━━ Selected text ━━

In Bushwick, students and teachers have organized protests and publicized their accounts, which have resonated with working people, blacks and Latinos who face similar repression every day. What happened in Bushwick is just one example of the racist hell that is capitalist America, from the gunning down of Sean Bell in a hail of 50 bullets on his wedding day, to the racist atrocity where blacks and poor people were left to die in the wake of Hurricane Katrina. In New York City, the arrest of the Bushwick high school students has been followed by a wave of racist attacks by the NYPD, including the arrest of 208 people at the Puerto Rican Day Parade and the arrest and beating of well-known black civil rights lawyer Michael Warren and his wife for protesting a cop attack on a black youth in Prospect Heights.
The racist American ruling class, represented by both Democrats and Republicans, has intensified its class war against workers, blacks, immigrants and Latinos, slashing jobs and education and criminalizing an entire generation, offering them no future except to rot in jail or serve as cannon fodder in imperialist wars. To eliminate police brutality it is necessary to do away with this whole system of racist American capitalism, which is driven by the need for maximum profits at the expense of working people and the poor. Students wanting to protest racist cop terror must look to the social power of the multiracial working class, a power which comes from its ability to shut down production and stop the flow of profit. A taste of this power was seen when the heavily black and minority Transport Workers Union Local 100 in New York City went on strike for three days in 2005, crippling the finance capital of the world.
To combat rampant racist reaction, such as the recent Supreme Court decision throwing out two school desegregation plans, the power of the working class must be brought to bear against all manifestations of racial oppression, from the fight against racist cop terror in the ghettos and barrios to the struggle to free death row prisoner Mumia Abu-Jamal, who the capitalist rulers want to execute for his fight for black freedom and all the oppressed. But a key obstacle to mobilizing the power of labor is the pro-capitalist trade-union bureaucracy that politically ties workers to their class enemy through support to the Democratic Party. The Democratic Party is a party of the capitalist ruling class and, because it postures as a friend of the working class and the oppressed, it is the preferred party to administer attacks on social services and wage imperialist war. It was Democrat Eliot Spitzer who as state attorney general enforced slave-labor Taylor Law reprisals against the transit workers before, during and after the strike in an attempt to break their union.
It is a dead end to look to Democratic Party politicians, such as City Councilman Charles Barron, whose job is to help divert outrage with this system into empty demands to reform the police and reliance on the Democratic Party as a lesser evil to the justly despised Republican administration in the White House. The 100 Blacks in Law Enforcement Who Care are cops who are attempting to clean up the image of NYPD thugs in blue. But it makes little difference if cops are black, white, live in your neighborhood or have attended sensitivity training. The cops are part of the capitalist state, along with the courts, the prisons and the military, and operate as the armed enforcers for the rule of racist American capitalism. The black, white and Latino cops who shot Sean Bell and his companions are all hired guns for the filthy rich capitalists on Wall Street.

━━━
━━ Raw data ━━

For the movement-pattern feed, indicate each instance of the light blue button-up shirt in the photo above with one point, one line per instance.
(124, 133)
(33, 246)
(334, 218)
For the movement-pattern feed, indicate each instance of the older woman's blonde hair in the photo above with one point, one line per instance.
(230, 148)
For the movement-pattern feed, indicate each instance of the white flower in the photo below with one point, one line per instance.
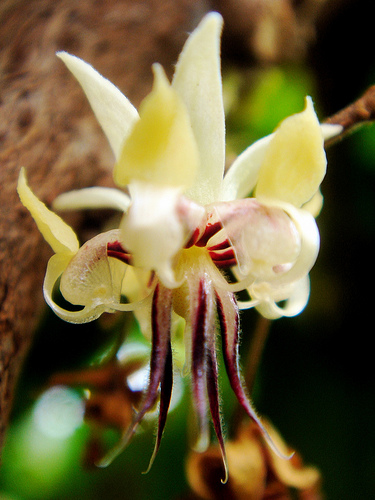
(185, 222)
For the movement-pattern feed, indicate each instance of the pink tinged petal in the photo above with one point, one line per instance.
(112, 109)
(160, 371)
(261, 237)
(197, 80)
(229, 323)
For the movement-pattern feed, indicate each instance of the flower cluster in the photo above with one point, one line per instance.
(187, 225)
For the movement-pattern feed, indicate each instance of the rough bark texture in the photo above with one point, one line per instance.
(47, 127)
(46, 124)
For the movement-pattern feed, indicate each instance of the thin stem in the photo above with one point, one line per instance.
(360, 112)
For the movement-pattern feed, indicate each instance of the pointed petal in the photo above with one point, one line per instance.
(197, 79)
(295, 163)
(55, 231)
(229, 323)
(242, 176)
(161, 148)
(93, 197)
(112, 109)
(56, 266)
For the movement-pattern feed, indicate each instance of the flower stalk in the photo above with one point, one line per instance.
(185, 225)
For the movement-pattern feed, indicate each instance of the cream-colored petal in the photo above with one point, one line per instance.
(112, 109)
(93, 197)
(263, 238)
(242, 176)
(155, 228)
(197, 79)
(161, 148)
(55, 231)
(92, 278)
(295, 162)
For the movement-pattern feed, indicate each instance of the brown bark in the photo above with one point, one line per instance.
(46, 126)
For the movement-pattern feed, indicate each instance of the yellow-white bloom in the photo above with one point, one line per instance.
(185, 222)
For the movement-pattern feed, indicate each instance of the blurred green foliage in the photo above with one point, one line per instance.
(316, 381)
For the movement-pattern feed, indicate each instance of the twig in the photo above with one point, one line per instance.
(360, 112)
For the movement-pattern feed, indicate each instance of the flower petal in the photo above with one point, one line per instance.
(296, 300)
(93, 197)
(262, 237)
(197, 79)
(159, 363)
(112, 109)
(229, 324)
(295, 162)
(91, 278)
(242, 176)
(156, 227)
(55, 231)
(161, 148)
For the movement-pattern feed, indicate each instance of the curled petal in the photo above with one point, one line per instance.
(55, 231)
(295, 162)
(93, 197)
(56, 266)
(197, 80)
(160, 371)
(112, 109)
(161, 148)
(242, 176)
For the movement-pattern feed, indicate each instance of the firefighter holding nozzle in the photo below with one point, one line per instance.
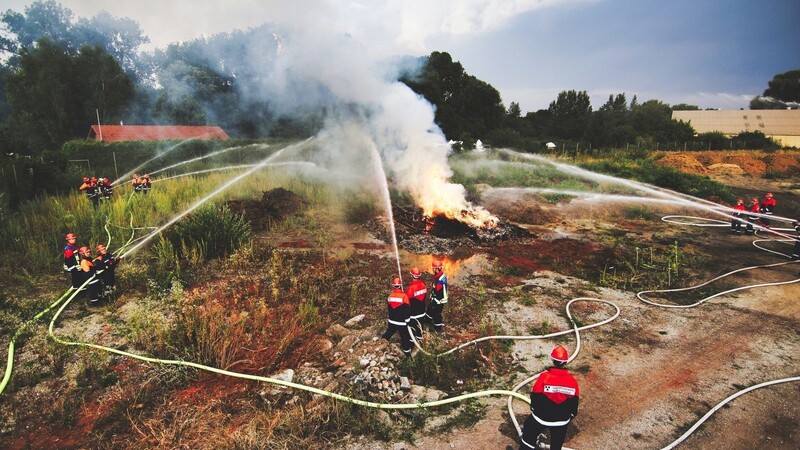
(554, 402)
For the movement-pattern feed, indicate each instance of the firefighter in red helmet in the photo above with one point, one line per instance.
(738, 216)
(768, 208)
(398, 305)
(753, 217)
(89, 272)
(438, 296)
(554, 402)
(417, 293)
(72, 260)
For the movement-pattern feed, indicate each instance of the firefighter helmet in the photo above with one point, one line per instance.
(559, 354)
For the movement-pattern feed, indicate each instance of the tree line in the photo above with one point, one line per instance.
(60, 74)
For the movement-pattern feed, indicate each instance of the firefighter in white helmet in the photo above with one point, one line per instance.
(438, 296)
(417, 293)
(398, 307)
(554, 402)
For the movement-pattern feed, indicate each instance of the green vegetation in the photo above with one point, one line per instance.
(647, 171)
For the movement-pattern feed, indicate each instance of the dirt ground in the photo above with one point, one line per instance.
(650, 374)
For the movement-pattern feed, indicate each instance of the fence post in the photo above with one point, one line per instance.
(116, 172)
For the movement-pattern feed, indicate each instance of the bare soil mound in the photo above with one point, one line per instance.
(683, 162)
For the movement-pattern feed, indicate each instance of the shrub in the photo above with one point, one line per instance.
(212, 231)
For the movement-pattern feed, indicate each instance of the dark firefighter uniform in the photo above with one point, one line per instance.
(755, 209)
(72, 261)
(105, 263)
(417, 292)
(89, 271)
(554, 402)
(145, 183)
(438, 298)
(768, 208)
(738, 217)
(90, 189)
(398, 305)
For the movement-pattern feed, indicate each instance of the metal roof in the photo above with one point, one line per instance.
(771, 122)
(117, 133)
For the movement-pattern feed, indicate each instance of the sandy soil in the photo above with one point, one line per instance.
(652, 373)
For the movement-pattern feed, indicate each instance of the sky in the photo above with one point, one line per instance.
(710, 53)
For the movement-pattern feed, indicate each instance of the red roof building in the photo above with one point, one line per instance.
(118, 133)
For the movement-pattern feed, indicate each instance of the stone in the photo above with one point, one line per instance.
(286, 375)
(354, 320)
(337, 331)
(348, 342)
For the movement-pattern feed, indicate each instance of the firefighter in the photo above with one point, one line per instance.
(89, 271)
(136, 183)
(417, 293)
(398, 306)
(145, 182)
(768, 208)
(738, 213)
(89, 187)
(105, 264)
(554, 402)
(72, 260)
(105, 188)
(438, 296)
(755, 210)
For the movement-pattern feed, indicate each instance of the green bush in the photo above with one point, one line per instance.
(211, 231)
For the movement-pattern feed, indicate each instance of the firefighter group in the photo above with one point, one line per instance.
(97, 189)
(408, 311)
(98, 270)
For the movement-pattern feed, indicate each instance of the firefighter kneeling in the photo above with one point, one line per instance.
(398, 305)
(554, 402)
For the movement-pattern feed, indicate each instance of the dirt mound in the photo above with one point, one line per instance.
(783, 164)
(683, 162)
(725, 169)
(274, 205)
(750, 164)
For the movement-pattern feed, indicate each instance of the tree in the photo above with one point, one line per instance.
(571, 113)
(41, 19)
(785, 87)
(466, 107)
(53, 95)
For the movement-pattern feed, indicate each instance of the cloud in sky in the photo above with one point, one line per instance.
(714, 53)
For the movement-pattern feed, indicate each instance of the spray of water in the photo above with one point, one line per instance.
(225, 186)
(199, 158)
(240, 166)
(683, 199)
(127, 175)
(387, 202)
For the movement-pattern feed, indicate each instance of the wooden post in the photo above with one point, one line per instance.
(116, 172)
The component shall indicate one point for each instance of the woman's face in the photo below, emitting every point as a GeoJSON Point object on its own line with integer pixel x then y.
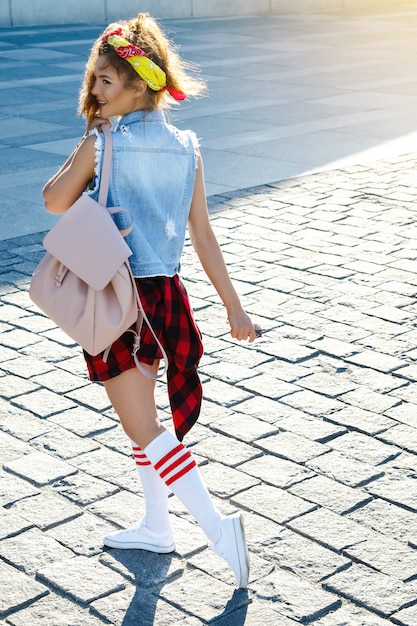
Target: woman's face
{"type": "Point", "coordinates": [113, 97]}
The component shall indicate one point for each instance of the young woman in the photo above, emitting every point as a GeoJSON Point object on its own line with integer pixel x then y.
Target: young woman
{"type": "Point", "coordinates": [132, 75]}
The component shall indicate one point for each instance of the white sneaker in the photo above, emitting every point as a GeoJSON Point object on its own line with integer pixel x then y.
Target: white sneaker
{"type": "Point", "coordinates": [141, 538]}
{"type": "Point", "coordinates": [232, 548]}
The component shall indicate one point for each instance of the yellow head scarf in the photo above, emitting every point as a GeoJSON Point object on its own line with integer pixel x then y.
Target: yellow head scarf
{"type": "Point", "coordinates": [149, 71]}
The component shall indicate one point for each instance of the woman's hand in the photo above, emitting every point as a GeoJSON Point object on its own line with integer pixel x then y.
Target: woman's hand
{"type": "Point", "coordinates": [241, 326]}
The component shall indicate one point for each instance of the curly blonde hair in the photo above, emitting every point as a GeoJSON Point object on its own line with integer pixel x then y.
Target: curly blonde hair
{"type": "Point", "coordinates": [144, 32]}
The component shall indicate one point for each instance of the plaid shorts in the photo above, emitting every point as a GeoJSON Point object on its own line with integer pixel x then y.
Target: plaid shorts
{"type": "Point", "coordinates": [166, 304]}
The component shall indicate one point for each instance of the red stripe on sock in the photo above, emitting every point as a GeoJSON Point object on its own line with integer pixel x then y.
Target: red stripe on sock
{"type": "Point", "coordinates": [140, 459]}
{"type": "Point", "coordinates": [175, 464]}
{"type": "Point", "coordinates": [181, 473]}
{"type": "Point", "coordinates": [170, 454]}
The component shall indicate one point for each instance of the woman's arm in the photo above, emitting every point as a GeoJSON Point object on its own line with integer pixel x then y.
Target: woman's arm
{"type": "Point", "coordinates": [208, 250]}
{"type": "Point", "coordinates": [63, 189]}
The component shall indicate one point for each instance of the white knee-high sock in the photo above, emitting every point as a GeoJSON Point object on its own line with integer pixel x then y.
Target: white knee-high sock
{"type": "Point", "coordinates": [155, 492]}
{"type": "Point", "coordinates": [177, 467]}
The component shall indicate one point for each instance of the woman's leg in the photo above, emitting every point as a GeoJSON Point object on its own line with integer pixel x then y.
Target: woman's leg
{"type": "Point", "coordinates": [177, 467]}
{"type": "Point", "coordinates": [132, 396]}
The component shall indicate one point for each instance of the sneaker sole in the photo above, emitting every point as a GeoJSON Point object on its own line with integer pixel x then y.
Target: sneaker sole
{"type": "Point", "coordinates": [242, 551]}
{"type": "Point", "coordinates": [137, 545]}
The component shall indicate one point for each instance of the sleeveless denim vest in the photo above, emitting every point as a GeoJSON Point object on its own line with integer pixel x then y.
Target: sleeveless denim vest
{"type": "Point", "coordinates": [152, 176]}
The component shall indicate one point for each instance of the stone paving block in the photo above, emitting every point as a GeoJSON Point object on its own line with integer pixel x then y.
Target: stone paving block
{"type": "Point", "coordinates": [406, 617]}
{"type": "Point", "coordinates": [46, 509]}
{"type": "Point", "coordinates": [83, 534]}
{"type": "Point", "coordinates": [43, 402]}
{"type": "Point", "coordinates": [12, 448]}
{"type": "Point", "coordinates": [11, 524]}
{"type": "Point", "coordinates": [264, 409]}
{"type": "Point", "coordinates": [117, 440]}
{"type": "Point", "coordinates": [406, 413]}
{"type": "Point", "coordinates": [268, 386]}
{"type": "Point", "coordinates": [124, 607]}
{"type": "Point", "coordinates": [53, 611]}
{"type": "Point", "coordinates": [203, 596]}
{"type": "Point", "coordinates": [143, 568]}
{"type": "Point", "coordinates": [254, 614]}
{"type": "Point", "coordinates": [351, 615]}
{"type": "Point", "coordinates": [276, 471]}
{"type": "Point", "coordinates": [82, 578]}
{"type": "Point", "coordinates": [294, 598]}
{"type": "Point", "coordinates": [396, 488]}
{"type": "Point", "coordinates": [408, 393]}
{"type": "Point", "coordinates": [370, 400]}
{"type": "Point", "coordinates": [224, 481]}
{"type": "Point", "coordinates": [83, 422]}
{"type": "Point", "coordinates": [63, 444]}
{"type": "Point", "coordinates": [244, 357]}
{"type": "Point", "coordinates": [375, 591]}
{"type": "Point", "coordinates": [20, 424]}
{"type": "Point", "coordinates": [230, 451]}
{"type": "Point", "coordinates": [368, 422]}
{"type": "Point", "coordinates": [288, 350]}
{"type": "Point", "coordinates": [312, 403]}
{"type": "Point", "coordinates": [345, 469]}
{"type": "Point", "coordinates": [46, 350]}
{"type": "Point", "coordinates": [330, 530]}
{"type": "Point", "coordinates": [364, 448]}
{"type": "Point", "coordinates": [243, 427]}
{"type": "Point", "coordinates": [31, 550]}
{"type": "Point", "coordinates": [334, 347]}
{"type": "Point", "coordinates": [331, 385]}
{"type": "Point", "coordinates": [17, 590]}
{"type": "Point", "coordinates": [122, 508]}
{"type": "Point", "coordinates": [330, 494]}
{"type": "Point", "coordinates": [18, 338]}
{"type": "Point", "coordinates": [12, 386]}
{"type": "Point", "coordinates": [405, 462]}
{"type": "Point", "coordinates": [388, 519]}
{"type": "Point", "coordinates": [209, 562]}
{"type": "Point", "coordinates": [230, 372]}
{"type": "Point", "coordinates": [305, 558]}
{"type": "Point", "coordinates": [59, 381]}
{"type": "Point", "coordinates": [13, 489]}
{"type": "Point", "coordinates": [311, 427]}
{"type": "Point", "coordinates": [39, 468]}
{"type": "Point", "coordinates": [105, 464]}
{"type": "Point", "coordinates": [7, 354]}
{"type": "Point", "coordinates": [273, 503]}
{"type": "Point", "coordinates": [377, 361]}
{"type": "Point", "coordinates": [387, 556]}
{"type": "Point", "coordinates": [403, 436]}
{"type": "Point", "coordinates": [224, 394]}
{"type": "Point", "coordinates": [84, 489]}
{"type": "Point", "coordinates": [93, 396]}
{"type": "Point", "coordinates": [292, 447]}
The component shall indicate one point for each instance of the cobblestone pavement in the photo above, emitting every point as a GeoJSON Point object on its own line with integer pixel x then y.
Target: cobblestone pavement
{"type": "Point", "coordinates": [312, 430]}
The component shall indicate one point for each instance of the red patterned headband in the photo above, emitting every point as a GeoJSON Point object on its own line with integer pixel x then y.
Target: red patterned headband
{"type": "Point", "coordinates": [149, 71]}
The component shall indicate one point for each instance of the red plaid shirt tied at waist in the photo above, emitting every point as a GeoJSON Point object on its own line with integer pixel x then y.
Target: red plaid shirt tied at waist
{"type": "Point", "coordinates": [165, 301]}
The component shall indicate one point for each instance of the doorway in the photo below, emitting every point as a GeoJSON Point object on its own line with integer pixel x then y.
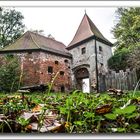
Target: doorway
{"type": "Point", "coordinates": [85, 85]}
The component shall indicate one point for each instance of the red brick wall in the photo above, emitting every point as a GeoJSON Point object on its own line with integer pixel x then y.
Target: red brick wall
{"type": "Point", "coordinates": [35, 70]}
{"type": "Point", "coordinates": [49, 60]}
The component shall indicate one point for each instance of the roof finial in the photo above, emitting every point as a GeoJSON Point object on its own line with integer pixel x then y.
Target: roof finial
{"type": "Point", "coordinates": [85, 11]}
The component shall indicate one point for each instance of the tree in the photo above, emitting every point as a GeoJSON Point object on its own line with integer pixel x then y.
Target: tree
{"type": "Point", "coordinates": [11, 26]}
{"type": "Point", "coordinates": [127, 34]}
{"type": "Point", "coordinates": [127, 29]}
{"type": "Point", "coordinates": [9, 74]}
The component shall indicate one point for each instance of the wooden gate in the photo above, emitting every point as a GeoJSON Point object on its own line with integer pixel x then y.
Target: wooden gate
{"type": "Point", "coordinates": [124, 80]}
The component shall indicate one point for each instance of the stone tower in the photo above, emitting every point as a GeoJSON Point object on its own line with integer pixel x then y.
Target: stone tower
{"type": "Point", "coordinates": [90, 51]}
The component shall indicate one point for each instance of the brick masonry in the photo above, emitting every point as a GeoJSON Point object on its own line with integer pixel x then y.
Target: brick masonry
{"type": "Point", "coordinates": [35, 65]}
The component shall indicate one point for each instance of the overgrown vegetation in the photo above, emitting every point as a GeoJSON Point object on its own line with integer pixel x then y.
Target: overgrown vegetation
{"type": "Point", "coordinates": [127, 34]}
{"type": "Point", "coordinates": [11, 26]}
{"type": "Point", "coordinates": [76, 112]}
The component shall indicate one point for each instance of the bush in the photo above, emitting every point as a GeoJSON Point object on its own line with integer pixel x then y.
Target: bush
{"type": "Point", "coordinates": [9, 74]}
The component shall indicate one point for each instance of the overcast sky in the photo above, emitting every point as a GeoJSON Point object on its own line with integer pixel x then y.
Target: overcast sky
{"type": "Point", "coordinates": [62, 22]}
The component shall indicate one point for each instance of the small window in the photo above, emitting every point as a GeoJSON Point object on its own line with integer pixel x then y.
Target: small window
{"type": "Point", "coordinates": [56, 62]}
{"type": "Point", "coordinates": [50, 69]}
{"type": "Point", "coordinates": [61, 72]}
{"type": "Point", "coordinates": [29, 52]}
{"type": "Point", "coordinates": [101, 64]}
{"type": "Point", "coordinates": [66, 61]}
{"type": "Point", "coordinates": [100, 49]}
{"type": "Point", "coordinates": [83, 50]}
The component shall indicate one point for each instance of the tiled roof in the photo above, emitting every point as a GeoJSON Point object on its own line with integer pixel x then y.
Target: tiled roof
{"type": "Point", "coordinates": [34, 41]}
{"type": "Point", "coordinates": [85, 30]}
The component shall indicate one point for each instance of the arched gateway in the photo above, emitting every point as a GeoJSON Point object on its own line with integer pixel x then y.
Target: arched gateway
{"type": "Point", "coordinates": [82, 79]}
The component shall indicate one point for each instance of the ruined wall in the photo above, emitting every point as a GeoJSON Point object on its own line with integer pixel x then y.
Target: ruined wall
{"type": "Point", "coordinates": [58, 63]}
{"type": "Point", "coordinates": [87, 59]}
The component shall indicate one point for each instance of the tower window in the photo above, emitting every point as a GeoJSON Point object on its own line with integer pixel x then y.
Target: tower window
{"type": "Point", "coordinates": [56, 62]}
{"type": "Point", "coordinates": [66, 61]}
{"type": "Point", "coordinates": [61, 72]}
{"type": "Point", "coordinates": [50, 69]}
{"type": "Point", "coordinates": [83, 50]}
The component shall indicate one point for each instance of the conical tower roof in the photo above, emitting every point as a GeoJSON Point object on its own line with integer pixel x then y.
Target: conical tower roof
{"type": "Point", "coordinates": [86, 30]}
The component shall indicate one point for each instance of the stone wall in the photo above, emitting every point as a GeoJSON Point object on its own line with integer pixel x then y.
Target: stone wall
{"type": "Point", "coordinates": [87, 60]}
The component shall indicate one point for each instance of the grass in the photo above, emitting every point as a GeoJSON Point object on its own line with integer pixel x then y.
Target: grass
{"type": "Point", "coordinates": [81, 112]}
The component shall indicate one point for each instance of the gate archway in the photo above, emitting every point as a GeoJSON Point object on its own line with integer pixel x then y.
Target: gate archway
{"type": "Point", "coordinates": [82, 79]}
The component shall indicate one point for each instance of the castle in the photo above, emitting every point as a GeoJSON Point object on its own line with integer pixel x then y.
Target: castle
{"type": "Point", "coordinates": [76, 65]}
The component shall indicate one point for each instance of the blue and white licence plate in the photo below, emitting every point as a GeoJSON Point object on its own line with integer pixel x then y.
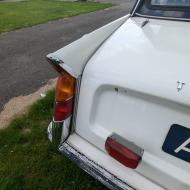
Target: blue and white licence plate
{"type": "Point", "coordinates": [177, 142]}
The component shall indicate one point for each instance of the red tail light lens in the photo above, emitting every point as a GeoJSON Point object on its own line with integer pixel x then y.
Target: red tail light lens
{"type": "Point", "coordinates": [123, 151]}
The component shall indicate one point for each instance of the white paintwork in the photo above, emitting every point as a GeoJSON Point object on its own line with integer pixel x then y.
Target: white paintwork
{"type": "Point", "coordinates": [130, 86]}
{"type": "Point", "coordinates": [76, 55]}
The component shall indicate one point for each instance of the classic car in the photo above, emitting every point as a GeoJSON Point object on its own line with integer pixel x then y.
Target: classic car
{"type": "Point", "coordinates": [122, 102]}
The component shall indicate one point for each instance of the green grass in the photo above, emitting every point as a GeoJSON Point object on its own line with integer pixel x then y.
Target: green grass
{"type": "Point", "coordinates": [15, 15]}
{"type": "Point", "coordinates": [28, 160]}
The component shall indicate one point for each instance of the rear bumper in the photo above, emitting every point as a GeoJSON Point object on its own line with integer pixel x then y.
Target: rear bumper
{"type": "Point", "coordinates": [99, 173]}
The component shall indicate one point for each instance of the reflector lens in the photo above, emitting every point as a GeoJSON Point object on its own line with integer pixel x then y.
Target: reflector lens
{"type": "Point", "coordinates": [65, 87]}
{"type": "Point", "coordinates": [122, 154]}
{"type": "Point", "coordinates": [62, 110]}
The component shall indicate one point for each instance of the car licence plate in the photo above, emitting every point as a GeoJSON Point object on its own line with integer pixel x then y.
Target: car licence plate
{"type": "Point", "coordinates": [177, 142]}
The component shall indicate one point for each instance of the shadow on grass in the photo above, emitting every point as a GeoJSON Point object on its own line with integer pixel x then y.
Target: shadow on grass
{"type": "Point", "coordinates": [28, 160]}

━━━

Goal of the exercise ::
Please state how many people the Bushwick text says were arrested at the Puerto Rican Day Parade. These rows were taken from a different source than the Bushwick text.

Full answer ::
208 people.